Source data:
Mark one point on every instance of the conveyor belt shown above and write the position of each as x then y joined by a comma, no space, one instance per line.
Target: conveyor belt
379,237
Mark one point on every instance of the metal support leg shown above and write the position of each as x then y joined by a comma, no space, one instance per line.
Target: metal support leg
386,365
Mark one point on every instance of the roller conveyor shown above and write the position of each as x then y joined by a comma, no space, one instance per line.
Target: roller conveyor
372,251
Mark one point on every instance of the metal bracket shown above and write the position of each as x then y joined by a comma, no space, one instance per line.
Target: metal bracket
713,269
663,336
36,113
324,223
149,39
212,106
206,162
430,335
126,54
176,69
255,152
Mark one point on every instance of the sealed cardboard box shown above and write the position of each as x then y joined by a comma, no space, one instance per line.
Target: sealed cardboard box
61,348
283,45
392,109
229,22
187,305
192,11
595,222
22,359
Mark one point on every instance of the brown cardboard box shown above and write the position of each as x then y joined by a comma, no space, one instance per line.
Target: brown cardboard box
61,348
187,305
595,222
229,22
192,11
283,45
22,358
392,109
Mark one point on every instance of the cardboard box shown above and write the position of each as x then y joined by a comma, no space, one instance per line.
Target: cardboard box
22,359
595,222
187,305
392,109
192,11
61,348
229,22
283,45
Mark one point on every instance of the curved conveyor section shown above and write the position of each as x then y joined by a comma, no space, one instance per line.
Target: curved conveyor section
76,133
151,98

--

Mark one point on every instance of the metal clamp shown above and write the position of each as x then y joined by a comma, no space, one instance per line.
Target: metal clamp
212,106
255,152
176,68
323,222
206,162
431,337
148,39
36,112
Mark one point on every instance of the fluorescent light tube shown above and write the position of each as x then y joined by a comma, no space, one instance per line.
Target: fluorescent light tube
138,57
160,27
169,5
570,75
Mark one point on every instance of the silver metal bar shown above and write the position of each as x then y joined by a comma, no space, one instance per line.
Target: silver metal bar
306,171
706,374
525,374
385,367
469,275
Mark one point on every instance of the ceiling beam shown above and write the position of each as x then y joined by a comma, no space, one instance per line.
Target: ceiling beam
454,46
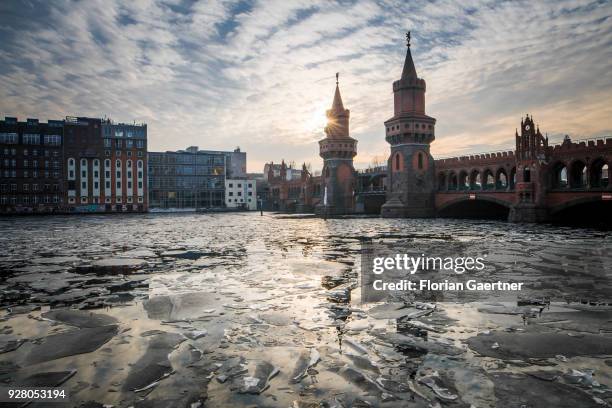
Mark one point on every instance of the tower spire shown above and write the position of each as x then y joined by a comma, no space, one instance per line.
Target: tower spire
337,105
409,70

==

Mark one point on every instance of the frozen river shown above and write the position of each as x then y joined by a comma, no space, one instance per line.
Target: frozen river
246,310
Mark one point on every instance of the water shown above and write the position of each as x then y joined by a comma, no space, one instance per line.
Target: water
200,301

--- Your instructions ---
In the entries above, find the line with "Mark one point on every instance of the conveyor" and the line with "Mark one point on every instance of the sealed", then set down exactly those two and every line between them, nothing else.

--- Exercise answer ---
Mark one point on every instance of the conveyor belt shown above and write the position of each as x then y joined by a comma, no space, one instance per line.
Target: conveyor belt
379,237
Mark one point on every instance of the metal support leg shown above and write the position of each as x then y joined by a comma, no space, one instance per line.
Target: metal support leg
386,365
Mark one point on every instance of the roller conveyor shown above and write the position of each as x then y joined by a comma, no space, one instance per line.
Target: roller conveyor
372,251
Mark one point on every instance of the metal bracket shown above and write the position of each as x then y joined by a comma, no space, one instance per line.
Target: metal bracket
713,269
663,336
36,113
324,223
149,39
212,106
206,162
430,335
126,54
176,69
255,152
Mark one point on every instance of the sealed cardboard box shown above and write the position of each as x then y joined by a comma, no space, one instance per line.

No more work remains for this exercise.